# PROVIDED PASSAGE
-----

Posts filed under Exhibitions

'The Value of Good Design' at the Museum of Modern Art in New York

There are few days left to visit the Museum of Modern Art exhibition ‘The Value of Good Design’. This ongoing exhibition explores the concept of design and functionality through objects which have shaped our lives and continues to do so today although much more articulated than their predecessors.  More than 100 pieces are showcased on the third floor isle of the Moma, spanning from the 1930s to the 1970s, from Italy to Japan to Brazil. Some of these objects you might easily have owned: cars, telephones, vases, household appliances, textiles and furniture. To understand the exhibition one has to focus on the social and political situation following Word War I and II. People had a sense of positivity and faith in the future ahead, they were heading into a new phase and to do so they had to work harder and faster. This is what happened for example in post war Italy.  An economic boom led the people to a new faster paced life; people had to move from one place to another in a quick and comfortable way. The  Piaggio Vespa Scooter and the Fiat 500 were designed for the mass, an affordable and comfortable method of mobility. The economic boom pushed design to new challenges to satisfy the upgrading tenure of life for most Italians. Mass production and new more affordable and versatile materials such as plastic seemed to be the perfect challenge for creative minds to leave their contribute to society. We might very well remember Olivetti typewriters who made work so easy, or the new furniture created with industrial materials like polyurethane foam. 


Through the exhibition you will see common objects such as clocks kitchenware and telephones, and more luxurious ones like a high end Murano glass vase, you will see prototypes and technical drawings by the designers, short videos and interactive areas.  

But the exhibition is not focused only on Italian Design, quite the opposite. It spans through several different geographical areas because it looks for what the industry had to offer through several decades. It explores industrial design and that practical need of combine a functional product and aesthetic appeal by maintaining a certain affordability, it explores the huge experimental work which created a strong bond between the designer and the maker who was often the most pioneering and engaging in new eclectic ideas.


Through June 15th 2019

www.moma.org


Posted on May 23, 2019 and filed under Exhibitions.

Italy has a new museum: The Museum of 20th Century Italian Design

A new permanent collection opened it’s doors in Milan. Italy has finally it’s own museum of Italian Design. It seemed odd for a country whose creativity and mission to make beautiful things that were also functional and accessible to the average person and simplified the life of millions of people in the past 70 years did not have a proper representation. It is important for Mid Century dealers like us to have a place to gather, to research, to discover and maybe that place is shaping up right in our country. 

Today we can all admire the most representative works of Mid Century Italian design at the Triennale Museum in Milan, a permanent exhibition showcasing objects designed between the 1940s and the 1980s by the biggest Italian architects of the period. The selection includes furniture, household appliances, and small objects from the 20th Century, products made for every day use, and it represents only a small fraction of the 1600 pieces owned by the Triennale Milan.

-----

# PROVIDED MATERIAL

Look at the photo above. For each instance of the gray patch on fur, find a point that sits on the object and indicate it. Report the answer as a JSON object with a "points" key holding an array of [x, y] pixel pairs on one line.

-----

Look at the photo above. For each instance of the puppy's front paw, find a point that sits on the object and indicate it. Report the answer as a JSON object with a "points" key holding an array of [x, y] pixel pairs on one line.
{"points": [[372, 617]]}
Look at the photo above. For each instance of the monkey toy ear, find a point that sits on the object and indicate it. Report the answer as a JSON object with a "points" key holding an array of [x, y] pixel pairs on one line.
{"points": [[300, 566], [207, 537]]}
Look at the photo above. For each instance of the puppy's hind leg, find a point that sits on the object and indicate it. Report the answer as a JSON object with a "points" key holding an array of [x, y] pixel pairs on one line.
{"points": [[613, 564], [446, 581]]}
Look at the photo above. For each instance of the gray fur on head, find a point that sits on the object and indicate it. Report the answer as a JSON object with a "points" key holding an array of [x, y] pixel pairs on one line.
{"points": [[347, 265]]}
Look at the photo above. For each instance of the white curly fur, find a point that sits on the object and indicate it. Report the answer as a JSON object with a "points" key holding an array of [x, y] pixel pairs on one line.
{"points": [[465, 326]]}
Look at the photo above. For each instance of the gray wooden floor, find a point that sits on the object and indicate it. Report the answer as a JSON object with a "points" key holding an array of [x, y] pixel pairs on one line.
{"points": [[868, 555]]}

-----

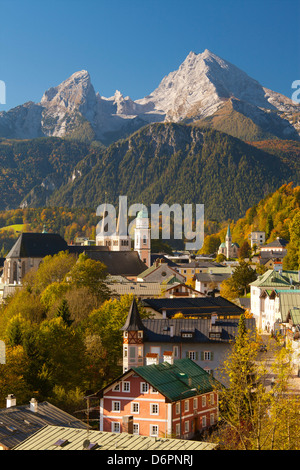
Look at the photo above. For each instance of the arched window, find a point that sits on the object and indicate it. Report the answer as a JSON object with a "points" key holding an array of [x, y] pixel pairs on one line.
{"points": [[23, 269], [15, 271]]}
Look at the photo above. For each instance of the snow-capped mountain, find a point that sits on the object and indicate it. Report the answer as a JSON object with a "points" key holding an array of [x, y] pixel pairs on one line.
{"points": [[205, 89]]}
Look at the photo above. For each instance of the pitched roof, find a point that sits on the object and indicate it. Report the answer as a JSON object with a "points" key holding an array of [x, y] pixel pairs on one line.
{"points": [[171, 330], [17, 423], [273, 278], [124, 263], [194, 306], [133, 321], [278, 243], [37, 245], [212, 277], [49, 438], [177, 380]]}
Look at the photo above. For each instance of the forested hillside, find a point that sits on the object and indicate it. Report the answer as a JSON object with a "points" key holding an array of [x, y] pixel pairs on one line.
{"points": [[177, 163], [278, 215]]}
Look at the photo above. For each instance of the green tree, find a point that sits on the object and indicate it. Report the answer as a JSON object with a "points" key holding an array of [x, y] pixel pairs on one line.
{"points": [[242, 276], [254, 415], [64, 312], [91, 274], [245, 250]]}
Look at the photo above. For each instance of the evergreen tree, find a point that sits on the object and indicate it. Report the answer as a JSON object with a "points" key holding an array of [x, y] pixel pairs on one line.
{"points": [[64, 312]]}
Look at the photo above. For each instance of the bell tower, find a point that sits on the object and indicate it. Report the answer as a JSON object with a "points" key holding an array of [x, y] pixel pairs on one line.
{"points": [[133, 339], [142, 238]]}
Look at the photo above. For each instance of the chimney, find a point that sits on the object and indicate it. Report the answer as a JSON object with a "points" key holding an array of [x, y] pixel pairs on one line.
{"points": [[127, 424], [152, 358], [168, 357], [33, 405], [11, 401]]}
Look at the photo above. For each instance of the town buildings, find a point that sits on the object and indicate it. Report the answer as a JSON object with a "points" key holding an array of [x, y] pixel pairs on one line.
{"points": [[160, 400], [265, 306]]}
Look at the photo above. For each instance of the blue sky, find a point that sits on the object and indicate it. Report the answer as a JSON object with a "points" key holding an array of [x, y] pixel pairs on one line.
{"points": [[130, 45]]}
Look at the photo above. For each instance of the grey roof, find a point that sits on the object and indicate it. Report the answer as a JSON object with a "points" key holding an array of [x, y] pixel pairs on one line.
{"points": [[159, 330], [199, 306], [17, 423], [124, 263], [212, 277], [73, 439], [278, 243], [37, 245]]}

-----

# WRITTEN TASK
From the exhibitions post, write out the passage that begins with the words "www.moma.org" and stops after "in our country.". The data here are separate material, unrelated to the exhibitions post.

# COMPLETE OUTPUT
www.moma.org


Posted on May 23, 2019 and filed under Exhibitions.

Italy has a new museum: The Museum of 20th Century Italian Design

A new permanent collection opened it’s doors in Milan. Italy has finally it’s own museum of Italian Design. It seemed odd for a country whose creativity and mission to make beautiful things that were also functional and accessible to the average person and simplified the life of millions of people in the past 70 years did not have a proper representation. It is important for Mid Century dealers like us to have a place to gather, to research, to discover and maybe that place is shaping up right in our country.